Copy the lines below from the one containing "of the rattlesnake" up to and including the final line of the records, replacing "tag" with "mark" and changing nothing else. Leave the pictures out.

──────── Data shown ────────

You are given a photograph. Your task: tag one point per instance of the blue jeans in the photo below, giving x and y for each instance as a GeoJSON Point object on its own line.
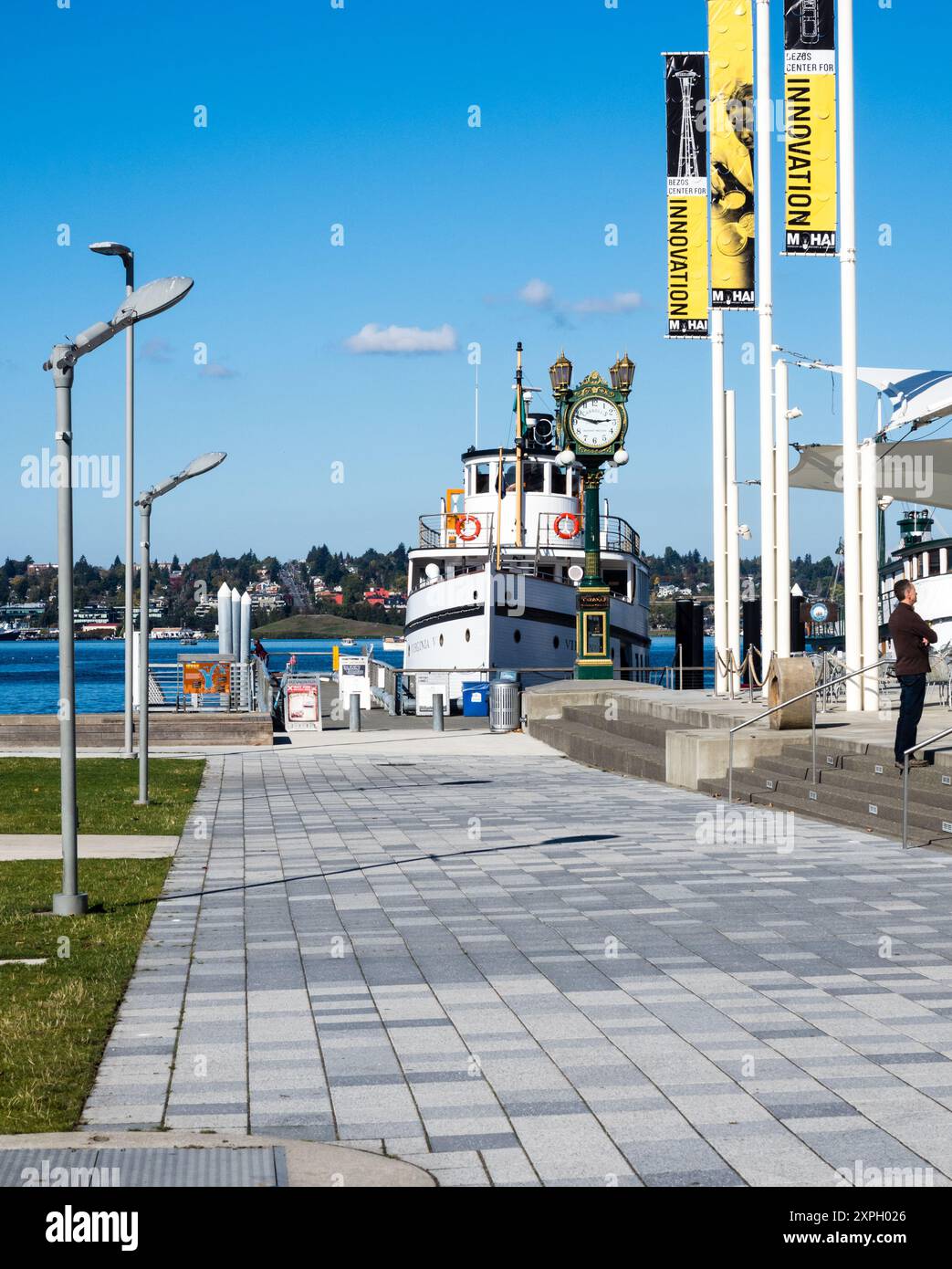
{"type": "Point", "coordinates": [910, 711]}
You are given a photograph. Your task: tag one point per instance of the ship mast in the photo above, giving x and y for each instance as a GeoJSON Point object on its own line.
{"type": "Point", "coordinates": [519, 429]}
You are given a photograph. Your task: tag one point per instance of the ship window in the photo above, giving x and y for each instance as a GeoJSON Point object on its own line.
{"type": "Point", "coordinates": [533, 477]}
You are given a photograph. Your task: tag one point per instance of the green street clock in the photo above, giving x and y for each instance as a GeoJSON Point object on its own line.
{"type": "Point", "coordinates": [593, 423]}
{"type": "Point", "coordinates": [597, 420]}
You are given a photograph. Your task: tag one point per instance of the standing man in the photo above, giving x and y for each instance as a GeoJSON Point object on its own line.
{"type": "Point", "coordinates": [910, 638]}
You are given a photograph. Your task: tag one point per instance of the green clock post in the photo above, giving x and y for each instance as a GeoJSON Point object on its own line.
{"type": "Point", "coordinates": [591, 424]}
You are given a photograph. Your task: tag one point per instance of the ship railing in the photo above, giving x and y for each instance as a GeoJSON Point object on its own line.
{"type": "Point", "coordinates": [554, 530]}
{"type": "Point", "coordinates": [449, 530]}
{"type": "Point", "coordinates": [249, 689]}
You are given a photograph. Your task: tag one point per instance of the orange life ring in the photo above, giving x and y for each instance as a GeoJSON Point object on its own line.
{"type": "Point", "coordinates": [575, 524]}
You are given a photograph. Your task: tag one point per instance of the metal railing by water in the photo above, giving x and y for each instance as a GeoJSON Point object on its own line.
{"type": "Point", "coordinates": [913, 749]}
{"type": "Point", "coordinates": [773, 709]}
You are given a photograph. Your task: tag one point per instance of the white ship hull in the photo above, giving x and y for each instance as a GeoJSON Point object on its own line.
{"type": "Point", "coordinates": [464, 627]}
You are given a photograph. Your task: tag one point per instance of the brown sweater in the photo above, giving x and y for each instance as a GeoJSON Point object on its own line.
{"type": "Point", "coordinates": [908, 631]}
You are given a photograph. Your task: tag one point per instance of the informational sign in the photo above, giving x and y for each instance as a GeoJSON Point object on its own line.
{"type": "Point", "coordinates": [205, 677]}
{"type": "Point", "coordinates": [810, 85]}
{"type": "Point", "coordinates": [353, 679]}
{"type": "Point", "coordinates": [302, 705]}
{"type": "Point", "coordinates": [731, 127]}
{"type": "Point", "coordinates": [688, 280]}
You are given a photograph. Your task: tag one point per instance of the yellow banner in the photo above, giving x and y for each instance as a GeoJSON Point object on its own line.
{"type": "Point", "coordinates": [731, 131]}
{"type": "Point", "coordinates": [810, 65]}
{"type": "Point", "coordinates": [688, 283]}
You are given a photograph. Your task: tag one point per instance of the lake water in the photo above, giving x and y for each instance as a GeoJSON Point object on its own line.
{"type": "Point", "coordinates": [29, 673]}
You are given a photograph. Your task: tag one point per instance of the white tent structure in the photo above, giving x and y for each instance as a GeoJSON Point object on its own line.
{"type": "Point", "coordinates": [908, 471]}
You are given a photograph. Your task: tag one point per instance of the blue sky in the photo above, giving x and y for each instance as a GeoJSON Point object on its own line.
{"type": "Point", "coordinates": [358, 117]}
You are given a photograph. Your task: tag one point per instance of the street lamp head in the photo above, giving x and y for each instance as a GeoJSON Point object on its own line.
{"type": "Point", "coordinates": [197, 467]}
{"type": "Point", "coordinates": [560, 372]}
{"type": "Point", "coordinates": [110, 249]}
{"type": "Point", "coordinates": [152, 299]}
{"type": "Point", "coordinates": [622, 374]}
{"type": "Point", "coordinates": [204, 464]}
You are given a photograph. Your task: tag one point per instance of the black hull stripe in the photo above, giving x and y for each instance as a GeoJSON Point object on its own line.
{"type": "Point", "coordinates": [529, 614]}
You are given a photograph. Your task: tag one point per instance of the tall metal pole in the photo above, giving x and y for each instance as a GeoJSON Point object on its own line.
{"type": "Point", "coordinates": [733, 526]}
{"type": "Point", "coordinates": [870, 572]}
{"type": "Point", "coordinates": [782, 504]}
{"type": "Point", "coordinates": [721, 528]}
{"type": "Point", "coordinates": [70, 901]}
{"type": "Point", "coordinates": [852, 565]}
{"type": "Point", "coordinates": [764, 118]}
{"type": "Point", "coordinates": [130, 510]}
{"type": "Point", "coordinates": [145, 509]}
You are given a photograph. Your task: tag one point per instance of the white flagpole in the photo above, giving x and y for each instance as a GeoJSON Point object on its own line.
{"type": "Point", "coordinates": [733, 526]}
{"type": "Point", "coordinates": [718, 488]}
{"type": "Point", "coordinates": [764, 221]}
{"type": "Point", "coordinates": [870, 555]}
{"type": "Point", "coordinates": [782, 504]}
{"type": "Point", "coordinates": [852, 565]}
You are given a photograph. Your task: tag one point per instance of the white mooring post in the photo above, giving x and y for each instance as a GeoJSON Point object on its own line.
{"type": "Point", "coordinates": [764, 257]}
{"type": "Point", "coordinates": [852, 563]}
{"type": "Point", "coordinates": [718, 488]}
{"type": "Point", "coordinates": [225, 617]}
{"type": "Point", "coordinates": [733, 536]}
{"type": "Point", "coordinates": [780, 503]}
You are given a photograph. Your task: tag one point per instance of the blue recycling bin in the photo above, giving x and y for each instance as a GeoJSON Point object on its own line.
{"type": "Point", "coordinates": [475, 699]}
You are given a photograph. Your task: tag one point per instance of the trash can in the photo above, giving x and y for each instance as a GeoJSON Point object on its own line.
{"type": "Point", "coordinates": [503, 706]}
{"type": "Point", "coordinates": [475, 699]}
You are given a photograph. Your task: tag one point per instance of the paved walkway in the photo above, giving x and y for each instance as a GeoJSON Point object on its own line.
{"type": "Point", "coordinates": [514, 970]}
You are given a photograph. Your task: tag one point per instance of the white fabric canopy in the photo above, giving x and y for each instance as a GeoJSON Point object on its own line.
{"type": "Point", "coordinates": [912, 471]}
{"type": "Point", "coordinates": [915, 396]}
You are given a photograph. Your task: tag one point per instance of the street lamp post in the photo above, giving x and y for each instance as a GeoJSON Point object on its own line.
{"type": "Point", "coordinates": [129, 259]}
{"type": "Point", "coordinates": [591, 424]}
{"type": "Point", "coordinates": [197, 467]}
{"type": "Point", "coordinates": [146, 302]}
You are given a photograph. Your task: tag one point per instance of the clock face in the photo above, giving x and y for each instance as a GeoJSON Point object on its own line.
{"type": "Point", "coordinates": [595, 423]}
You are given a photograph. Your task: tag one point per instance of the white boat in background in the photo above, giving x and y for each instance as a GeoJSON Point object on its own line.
{"type": "Point", "coordinates": [928, 562]}
{"type": "Point", "coordinates": [480, 603]}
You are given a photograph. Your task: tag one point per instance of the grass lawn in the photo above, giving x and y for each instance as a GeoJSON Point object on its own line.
{"type": "Point", "coordinates": [55, 1018]}
{"type": "Point", "coordinates": [106, 791]}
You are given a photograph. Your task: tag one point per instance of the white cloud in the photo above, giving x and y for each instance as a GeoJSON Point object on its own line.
{"type": "Point", "coordinates": [402, 339]}
{"type": "Point", "coordinates": [155, 351]}
{"type": "Point", "coordinates": [537, 293]}
{"type": "Point", "coordinates": [622, 301]}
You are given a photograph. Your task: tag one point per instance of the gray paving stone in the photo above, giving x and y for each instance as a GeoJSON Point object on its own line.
{"type": "Point", "coordinates": [583, 996]}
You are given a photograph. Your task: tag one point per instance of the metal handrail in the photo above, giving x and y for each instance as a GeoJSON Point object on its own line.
{"type": "Point", "coordinates": [802, 696]}
{"type": "Point", "coordinates": [922, 744]}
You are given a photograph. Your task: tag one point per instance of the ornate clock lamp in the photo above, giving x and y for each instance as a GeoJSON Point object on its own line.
{"type": "Point", "coordinates": [591, 424]}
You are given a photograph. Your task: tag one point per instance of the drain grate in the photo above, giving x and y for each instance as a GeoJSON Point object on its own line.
{"type": "Point", "coordinates": [142, 1168]}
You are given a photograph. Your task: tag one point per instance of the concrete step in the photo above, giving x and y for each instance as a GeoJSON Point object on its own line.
{"type": "Point", "coordinates": [595, 747]}
{"type": "Point", "coordinates": [925, 783]}
{"type": "Point", "coordinates": [839, 803]}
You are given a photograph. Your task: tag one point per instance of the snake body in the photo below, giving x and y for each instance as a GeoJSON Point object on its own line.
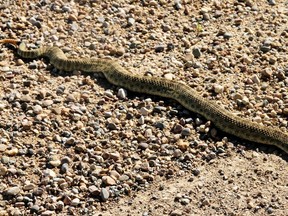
{"type": "Point", "coordinates": [180, 92]}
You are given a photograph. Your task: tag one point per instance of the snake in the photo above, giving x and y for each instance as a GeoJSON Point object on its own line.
{"type": "Point", "coordinates": [182, 93]}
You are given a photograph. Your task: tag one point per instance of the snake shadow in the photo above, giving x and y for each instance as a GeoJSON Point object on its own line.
{"type": "Point", "coordinates": [238, 143]}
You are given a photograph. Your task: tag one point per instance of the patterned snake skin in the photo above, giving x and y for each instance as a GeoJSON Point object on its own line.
{"type": "Point", "coordinates": [184, 94]}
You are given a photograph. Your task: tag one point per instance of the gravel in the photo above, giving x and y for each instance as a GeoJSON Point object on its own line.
{"type": "Point", "coordinates": [72, 140]}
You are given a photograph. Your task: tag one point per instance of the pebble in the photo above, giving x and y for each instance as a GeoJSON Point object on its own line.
{"type": "Point", "coordinates": [196, 52]}
{"type": "Point", "coordinates": [75, 202]}
{"type": "Point", "coordinates": [107, 180]}
{"type": "Point", "coordinates": [218, 89]}
{"type": "Point", "coordinates": [144, 111]}
{"type": "Point", "coordinates": [12, 191]}
{"type": "Point", "coordinates": [186, 132]}
{"type": "Point", "coordinates": [104, 193]}
{"type": "Point", "coordinates": [159, 48]}
{"type": "Point", "coordinates": [37, 109]}
{"type": "Point", "coordinates": [122, 94]}
{"type": "Point", "coordinates": [49, 173]}
{"type": "Point", "coordinates": [272, 2]}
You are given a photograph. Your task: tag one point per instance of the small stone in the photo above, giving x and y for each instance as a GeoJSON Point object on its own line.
{"type": "Point", "coordinates": [115, 156]}
{"type": "Point", "coordinates": [272, 2]}
{"type": "Point", "coordinates": [196, 52]}
{"type": "Point", "coordinates": [269, 210]}
{"type": "Point", "coordinates": [26, 124]}
{"type": "Point", "coordinates": [12, 191]}
{"type": "Point", "coordinates": [104, 193]}
{"type": "Point", "coordinates": [25, 98]}
{"type": "Point", "coordinates": [186, 132]}
{"type": "Point", "coordinates": [196, 172]}
{"type": "Point", "coordinates": [141, 120]}
{"type": "Point", "coordinates": [93, 190]}
{"type": "Point", "coordinates": [72, 17]}
{"type": "Point", "coordinates": [176, 212]}
{"type": "Point", "coordinates": [70, 141]}
{"type": "Point", "coordinates": [183, 145]}
{"type": "Point", "coordinates": [267, 73]}
{"type": "Point", "coordinates": [159, 48]}
{"type": "Point", "coordinates": [227, 35]}
{"type": "Point", "coordinates": [218, 88]}
{"type": "Point", "coordinates": [255, 79]}
{"type": "Point", "coordinates": [64, 167]}
{"type": "Point", "coordinates": [131, 21]}
{"type": "Point", "coordinates": [75, 202]}
{"type": "Point", "coordinates": [112, 126]}
{"type": "Point", "coordinates": [107, 180]}
{"type": "Point", "coordinates": [169, 76]}
{"type": "Point", "coordinates": [28, 187]}
{"type": "Point", "coordinates": [177, 128]}
{"type": "Point", "coordinates": [184, 201]}
{"type": "Point", "coordinates": [55, 163]}
{"type": "Point", "coordinates": [34, 208]}
{"type": "Point", "coordinates": [122, 93]}
{"type": "Point", "coordinates": [3, 170]}
{"type": "Point", "coordinates": [48, 213]}
{"type": "Point", "coordinates": [144, 111]}
{"type": "Point", "coordinates": [265, 48]}
{"type": "Point", "coordinates": [47, 103]}
{"type": "Point", "coordinates": [5, 159]}
{"type": "Point", "coordinates": [49, 173]}
{"type": "Point", "coordinates": [37, 109]}
{"type": "Point", "coordinates": [143, 146]}
{"type": "Point", "coordinates": [12, 152]}
{"type": "Point", "coordinates": [3, 147]}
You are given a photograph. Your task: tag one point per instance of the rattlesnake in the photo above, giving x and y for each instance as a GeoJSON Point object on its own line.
{"type": "Point", "coordinates": [185, 95]}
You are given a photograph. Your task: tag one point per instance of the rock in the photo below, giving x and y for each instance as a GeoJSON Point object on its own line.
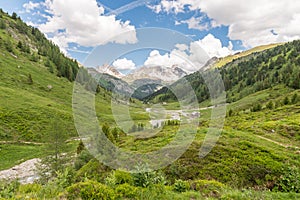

────────

**Exercise result**.
You are given a photograph. Your task: mark one point per instance of the rattlesnake in the photo above, giving x and y for each instance as a GeoJSON Point object on its own line.
{"type": "Point", "coordinates": [185, 95]}
You are given a photograph. Your task: mark one point per instance of the rock in the photo below, giving x and y for each instance as a GeoJSON Point object on its own line.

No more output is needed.